Stored records =>
⟨
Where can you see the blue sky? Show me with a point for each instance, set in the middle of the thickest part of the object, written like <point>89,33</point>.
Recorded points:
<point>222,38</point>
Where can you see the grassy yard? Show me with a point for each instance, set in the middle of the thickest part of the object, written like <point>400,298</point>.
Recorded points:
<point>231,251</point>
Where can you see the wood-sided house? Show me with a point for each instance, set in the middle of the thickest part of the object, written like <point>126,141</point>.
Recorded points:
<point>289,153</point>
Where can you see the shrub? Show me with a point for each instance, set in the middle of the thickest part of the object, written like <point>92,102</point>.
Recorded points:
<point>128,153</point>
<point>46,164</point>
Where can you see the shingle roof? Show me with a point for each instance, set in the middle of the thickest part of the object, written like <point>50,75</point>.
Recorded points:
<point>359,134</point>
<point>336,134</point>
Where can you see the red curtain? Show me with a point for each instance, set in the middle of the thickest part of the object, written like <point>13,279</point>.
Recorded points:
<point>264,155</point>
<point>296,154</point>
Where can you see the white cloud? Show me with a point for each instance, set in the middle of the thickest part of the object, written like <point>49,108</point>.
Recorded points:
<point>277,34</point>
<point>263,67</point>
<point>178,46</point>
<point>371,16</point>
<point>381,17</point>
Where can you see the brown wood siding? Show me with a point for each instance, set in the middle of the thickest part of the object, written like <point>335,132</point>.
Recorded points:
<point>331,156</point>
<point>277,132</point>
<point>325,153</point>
⟩
Work to be completed =>
Rewrite the items from the line with "Where can you see the shrub?" up to and including the line with "<point>46,164</point>", replacing "shrub" with "bush" and leaving everything else unchanged.

Solution to this task =>
Where can you see the bush? Show me with a point for each instance, set in the middle of the thickest part of the object, written like <point>92,102</point>.
Recorded points:
<point>128,153</point>
<point>46,164</point>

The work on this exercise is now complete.